Task statement: Using the material below, return exactly the lines between the one holding "negative clicks: (546, 345)" and the one holding "box: [607, 266, 621, 323]", inclusive, and no others.

Raw data:
------------------------------------------------
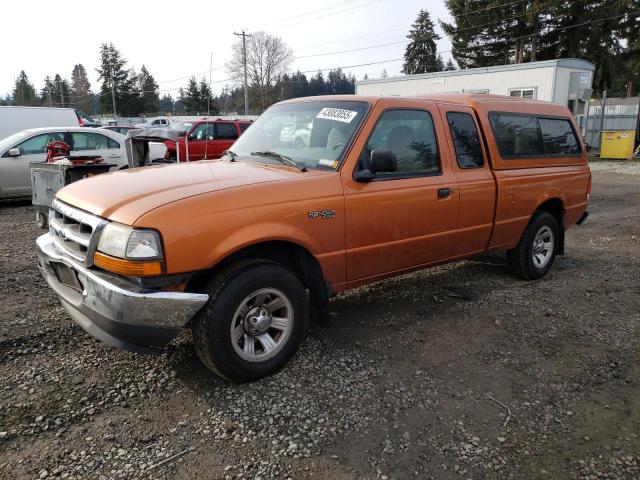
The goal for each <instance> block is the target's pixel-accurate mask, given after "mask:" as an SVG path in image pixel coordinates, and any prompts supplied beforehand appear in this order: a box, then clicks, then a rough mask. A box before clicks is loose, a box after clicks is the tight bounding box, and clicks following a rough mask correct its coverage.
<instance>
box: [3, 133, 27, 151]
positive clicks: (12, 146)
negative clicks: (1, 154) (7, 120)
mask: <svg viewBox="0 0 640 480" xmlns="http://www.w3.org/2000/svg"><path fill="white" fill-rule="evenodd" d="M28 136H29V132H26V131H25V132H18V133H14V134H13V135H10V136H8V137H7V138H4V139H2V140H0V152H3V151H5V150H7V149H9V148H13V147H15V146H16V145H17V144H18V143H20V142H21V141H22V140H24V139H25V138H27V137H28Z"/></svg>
------------------------------------------------
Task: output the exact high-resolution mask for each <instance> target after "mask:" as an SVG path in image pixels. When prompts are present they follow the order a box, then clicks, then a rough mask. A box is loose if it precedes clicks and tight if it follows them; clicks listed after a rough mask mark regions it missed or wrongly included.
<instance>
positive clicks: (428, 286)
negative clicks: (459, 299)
------------------------------------------------
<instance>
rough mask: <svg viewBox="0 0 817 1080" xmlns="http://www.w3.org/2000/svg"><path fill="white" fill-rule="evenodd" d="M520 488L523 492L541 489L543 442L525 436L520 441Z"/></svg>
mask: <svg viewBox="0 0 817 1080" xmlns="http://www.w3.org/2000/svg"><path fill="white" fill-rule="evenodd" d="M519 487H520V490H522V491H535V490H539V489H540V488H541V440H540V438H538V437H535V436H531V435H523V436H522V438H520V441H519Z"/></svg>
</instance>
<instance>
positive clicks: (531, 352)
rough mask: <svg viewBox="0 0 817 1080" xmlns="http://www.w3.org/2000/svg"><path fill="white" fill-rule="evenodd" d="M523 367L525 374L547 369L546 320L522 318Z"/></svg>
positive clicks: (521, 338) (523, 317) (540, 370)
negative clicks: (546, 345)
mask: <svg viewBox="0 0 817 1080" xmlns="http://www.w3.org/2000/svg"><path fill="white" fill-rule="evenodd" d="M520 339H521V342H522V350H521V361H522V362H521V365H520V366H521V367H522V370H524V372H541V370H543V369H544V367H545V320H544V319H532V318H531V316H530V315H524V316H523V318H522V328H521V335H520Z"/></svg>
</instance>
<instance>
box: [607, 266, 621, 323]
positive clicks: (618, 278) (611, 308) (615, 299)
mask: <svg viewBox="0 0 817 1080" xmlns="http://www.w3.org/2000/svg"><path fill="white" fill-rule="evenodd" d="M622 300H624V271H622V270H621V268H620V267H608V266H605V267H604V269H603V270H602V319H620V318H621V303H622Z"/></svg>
------------------------------------------------
Answer section:
negative clicks: (546, 345)
mask: <svg viewBox="0 0 817 1080" xmlns="http://www.w3.org/2000/svg"><path fill="white" fill-rule="evenodd" d="M520 339H521V342H522V350H521V361H522V362H521V365H520V366H521V367H522V370H524V372H541V370H543V369H544V367H545V320H544V319H532V318H531V316H530V315H524V316H523V318H522V328H521V335H520Z"/></svg>
</instance>
<instance>
box: [607, 266, 621, 323]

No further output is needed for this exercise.